**Material for this task:**
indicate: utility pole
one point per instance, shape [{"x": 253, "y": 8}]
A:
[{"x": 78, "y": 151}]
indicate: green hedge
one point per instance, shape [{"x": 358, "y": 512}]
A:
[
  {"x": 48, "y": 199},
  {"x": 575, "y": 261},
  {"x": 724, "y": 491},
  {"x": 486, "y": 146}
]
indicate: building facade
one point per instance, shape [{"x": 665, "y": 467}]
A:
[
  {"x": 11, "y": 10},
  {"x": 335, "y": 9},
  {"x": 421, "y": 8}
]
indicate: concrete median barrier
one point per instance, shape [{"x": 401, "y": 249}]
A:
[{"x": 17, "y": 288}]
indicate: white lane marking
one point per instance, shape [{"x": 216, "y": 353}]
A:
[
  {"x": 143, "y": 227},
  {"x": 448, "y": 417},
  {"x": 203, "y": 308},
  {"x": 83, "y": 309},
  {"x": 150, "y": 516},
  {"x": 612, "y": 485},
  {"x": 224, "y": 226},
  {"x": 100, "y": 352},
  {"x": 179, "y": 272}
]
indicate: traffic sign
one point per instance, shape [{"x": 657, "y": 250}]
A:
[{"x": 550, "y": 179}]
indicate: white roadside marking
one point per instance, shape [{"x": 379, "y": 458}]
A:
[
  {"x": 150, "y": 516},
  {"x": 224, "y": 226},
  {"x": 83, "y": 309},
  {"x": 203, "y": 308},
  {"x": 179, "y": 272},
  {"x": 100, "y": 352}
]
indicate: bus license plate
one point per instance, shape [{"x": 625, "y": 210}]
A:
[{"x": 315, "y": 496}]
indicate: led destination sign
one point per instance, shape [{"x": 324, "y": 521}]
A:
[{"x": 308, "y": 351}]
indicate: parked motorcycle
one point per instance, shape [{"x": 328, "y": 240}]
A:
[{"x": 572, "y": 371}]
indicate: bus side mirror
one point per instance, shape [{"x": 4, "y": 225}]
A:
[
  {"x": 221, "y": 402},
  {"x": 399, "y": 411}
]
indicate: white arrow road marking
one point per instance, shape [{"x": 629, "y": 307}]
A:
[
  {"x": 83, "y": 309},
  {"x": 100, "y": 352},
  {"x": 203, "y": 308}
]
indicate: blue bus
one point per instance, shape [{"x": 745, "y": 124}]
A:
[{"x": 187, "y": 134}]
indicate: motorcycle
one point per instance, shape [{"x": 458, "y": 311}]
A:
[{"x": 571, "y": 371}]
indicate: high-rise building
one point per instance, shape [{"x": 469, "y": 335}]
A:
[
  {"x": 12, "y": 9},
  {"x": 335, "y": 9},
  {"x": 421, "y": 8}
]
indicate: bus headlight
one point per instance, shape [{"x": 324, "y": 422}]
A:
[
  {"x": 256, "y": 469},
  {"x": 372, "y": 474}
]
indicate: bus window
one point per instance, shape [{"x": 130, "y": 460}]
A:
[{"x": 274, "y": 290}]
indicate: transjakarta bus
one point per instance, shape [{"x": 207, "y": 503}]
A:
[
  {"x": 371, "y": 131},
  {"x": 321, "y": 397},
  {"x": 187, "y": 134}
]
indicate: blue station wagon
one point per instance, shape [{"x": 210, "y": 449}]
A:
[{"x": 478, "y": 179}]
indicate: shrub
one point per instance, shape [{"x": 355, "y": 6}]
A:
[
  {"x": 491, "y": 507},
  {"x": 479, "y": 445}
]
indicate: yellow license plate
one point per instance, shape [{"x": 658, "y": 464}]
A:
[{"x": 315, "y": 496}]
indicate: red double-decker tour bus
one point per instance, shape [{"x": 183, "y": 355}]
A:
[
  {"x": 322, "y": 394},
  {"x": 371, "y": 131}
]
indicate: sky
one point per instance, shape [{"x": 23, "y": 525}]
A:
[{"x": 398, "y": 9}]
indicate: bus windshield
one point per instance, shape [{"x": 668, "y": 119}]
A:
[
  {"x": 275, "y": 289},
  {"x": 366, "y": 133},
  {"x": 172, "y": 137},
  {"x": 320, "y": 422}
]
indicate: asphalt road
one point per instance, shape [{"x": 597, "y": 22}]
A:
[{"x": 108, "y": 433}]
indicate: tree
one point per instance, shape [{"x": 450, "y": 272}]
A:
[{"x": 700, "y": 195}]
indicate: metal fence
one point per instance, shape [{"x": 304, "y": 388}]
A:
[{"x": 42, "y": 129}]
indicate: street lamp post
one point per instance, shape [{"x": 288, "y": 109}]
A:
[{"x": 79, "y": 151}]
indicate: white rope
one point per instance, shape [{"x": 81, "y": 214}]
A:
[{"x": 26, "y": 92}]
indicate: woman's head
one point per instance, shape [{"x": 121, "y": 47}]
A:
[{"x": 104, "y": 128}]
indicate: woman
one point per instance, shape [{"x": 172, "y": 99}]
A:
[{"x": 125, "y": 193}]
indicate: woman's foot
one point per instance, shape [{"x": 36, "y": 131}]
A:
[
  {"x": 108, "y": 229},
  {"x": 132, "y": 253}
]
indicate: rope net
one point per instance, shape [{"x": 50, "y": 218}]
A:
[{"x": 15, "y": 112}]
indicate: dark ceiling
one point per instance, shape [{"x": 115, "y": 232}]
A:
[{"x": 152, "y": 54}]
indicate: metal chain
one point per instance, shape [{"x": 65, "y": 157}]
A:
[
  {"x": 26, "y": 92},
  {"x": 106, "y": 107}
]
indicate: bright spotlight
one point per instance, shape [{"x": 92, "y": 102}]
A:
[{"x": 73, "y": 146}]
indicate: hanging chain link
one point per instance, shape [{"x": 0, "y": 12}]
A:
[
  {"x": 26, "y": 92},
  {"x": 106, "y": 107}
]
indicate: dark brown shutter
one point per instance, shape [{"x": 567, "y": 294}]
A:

**What you need to do:** Can you write out every item above again, swapping "one point per instance" for "one point per object" and leaving everything else unchanged?

**Output of the exercise:**
indicate: utility pole
one point per object, shape [{"x": 253, "y": 8}]
A:
[{"x": 78, "y": 151}]
indicate: green hedge
one point per object, shape [{"x": 358, "y": 512}]
A:
[
  {"x": 48, "y": 199},
  {"x": 575, "y": 261},
  {"x": 724, "y": 491},
  {"x": 486, "y": 146}
]
indicate: building facade
one point per object, shape [{"x": 665, "y": 467}]
A:
[
  {"x": 11, "y": 10},
  {"x": 335, "y": 9},
  {"x": 421, "y": 8}
]
indicate: concrete median barrier
one point per object, shape [{"x": 401, "y": 249}]
A:
[{"x": 17, "y": 288}]
indicate: white lane marking
one point per object, shape [{"x": 216, "y": 353}]
A:
[
  {"x": 143, "y": 227},
  {"x": 448, "y": 417},
  {"x": 203, "y": 308},
  {"x": 83, "y": 309},
  {"x": 150, "y": 516},
  {"x": 612, "y": 485},
  {"x": 224, "y": 226},
  {"x": 100, "y": 352},
  {"x": 179, "y": 272}
]
indicate: traffic sign
one point per object, shape [{"x": 657, "y": 250}]
A:
[{"x": 550, "y": 179}]
indicate: white roadside marking
one point per object, shape [{"x": 379, "y": 458}]
A:
[
  {"x": 150, "y": 516},
  {"x": 224, "y": 226},
  {"x": 83, "y": 309},
  {"x": 203, "y": 308},
  {"x": 179, "y": 272},
  {"x": 100, "y": 352}
]
indicate: bus license plate
one point per object, shape [{"x": 625, "y": 210}]
A:
[{"x": 315, "y": 496}]
indicate: led destination sign
one point per object, shape [{"x": 324, "y": 521}]
A:
[{"x": 308, "y": 351}]
indicate: parked motorcycle
one point per object, shape [{"x": 328, "y": 240}]
A:
[{"x": 572, "y": 371}]
indicate: bus side mirror
one point per object, shape [{"x": 4, "y": 225}]
A:
[
  {"x": 221, "y": 402},
  {"x": 399, "y": 411}
]
indicate: white arrow road marking
one point per object, shape [{"x": 629, "y": 307}]
A:
[
  {"x": 83, "y": 309},
  {"x": 100, "y": 352},
  {"x": 203, "y": 308}
]
indicate: blue bus
one point per object, shape [{"x": 745, "y": 124}]
A:
[{"x": 187, "y": 134}]
indicate: motorcycle
one point per object, shape [{"x": 458, "y": 311}]
A:
[{"x": 571, "y": 371}]
indicate: high-rise building
one point per object, shape [{"x": 469, "y": 335}]
A:
[
  {"x": 12, "y": 9},
  {"x": 335, "y": 9},
  {"x": 421, "y": 8}
]
indicate: bus headlight
one point per object, shape [{"x": 324, "y": 422}]
A:
[
  {"x": 256, "y": 469},
  {"x": 372, "y": 474}
]
indicate: bus window
one point per object, shape [{"x": 130, "y": 460}]
A:
[{"x": 274, "y": 290}]
indicate: transjakarta bus
one point per object, shape [{"x": 207, "y": 503}]
A:
[
  {"x": 371, "y": 131},
  {"x": 321, "y": 397},
  {"x": 187, "y": 134}
]
indicate: blue station wagon
one point per object, shape [{"x": 210, "y": 449}]
A:
[{"x": 478, "y": 179}]
indicate: shrub
one point per object, shape [{"x": 355, "y": 6}]
A:
[
  {"x": 491, "y": 507},
  {"x": 479, "y": 445}
]
indicate: yellow license plate
one point per object, shape [{"x": 658, "y": 464}]
A:
[{"x": 315, "y": 496}]
indicate: red double-decker tour bus
one point per object, shape [{"x": 183, "y": 355}]
A:
[
  {"x": 322, "y": 394},
  {"x": 371, "y": 131}
]
indicate: sky
one point per object, shape [{"x": 23, "y": 525}]
A:
[{"x": 398, "y": 9}]
indicate: bus windshield
one point per object, shape [{"x": 668, "y": 119}]
A:
[
  {"x": 275, "y": 289},
  {"x": 366, "y": 133},
  {"x": 172, "y": 137},
  {"x": 320, "y": 422}
]
indicate: asphalt road
one point per object, shape [{"x": 597, "y": 22}]
A:
[{"x": 108, "y": 433}]
indicate: tree
one point per object, shape [{"x": 450, "y": 272}]
A:
[{"x": 700, "y": 195}]
indicate: metal fence
one point per object, shape [{"x": 304, "y": 388}]
A:
[{"x": 42, "y": 129}]
indicate: street lamp post
one point per object, shape [{"x": 288, "y": 109}]
A:
[{"x": 79, "y": 151}]
indicate: white rope
one point per object, shape [{"x": 81, "y": 214}]
A:
[{"x": 26, "y": 92}]
indicate: woman's head
one point per object, shape [{"x": 121, "y": 47}]
A:
[{"x": 104, "y": 128}]
indicate: woman
one point per object, shape [{"x": 172, "y": 99}]
A:
[{"x": 125, "y": 193}]
indicate: woman's foot
one point per object, shape [{"x": 36, "y": 131}]
A:
[
  {"x": 108, "y": 229},
  {"x": 132, "y": 253}
]
indicate: rope net
one point per object, shape [{"x": 50, "y": 218}]
A:
[{"x": 15, "y": 112}]
indicate: dark ceiling
one point per object, shape [{"x": 115, "y": 232}]
A:
[{"x": 152, "y": 54}]
indicate: metal chain
one point per object, shape [{"x": 65, "y": 157}]
A:
[
  {"x": 26, "y": 92},
  {"x": 106, "y": 107}
]
indicate: bright spotlight
one point per object, shape [{"x": 92, "y": 102}]
A:
[{"x": 73, "y": 146}]
indicate: hanging chain link
one point per object, shape [{"x": 0, "y": 12}]
A:
[
  {"x": 26, "y": 92},
  {"x": 106, "y": 107}
]
indicate: dark brown shutter
one point per object, shape [{"x": 567, "y": 294}]
A:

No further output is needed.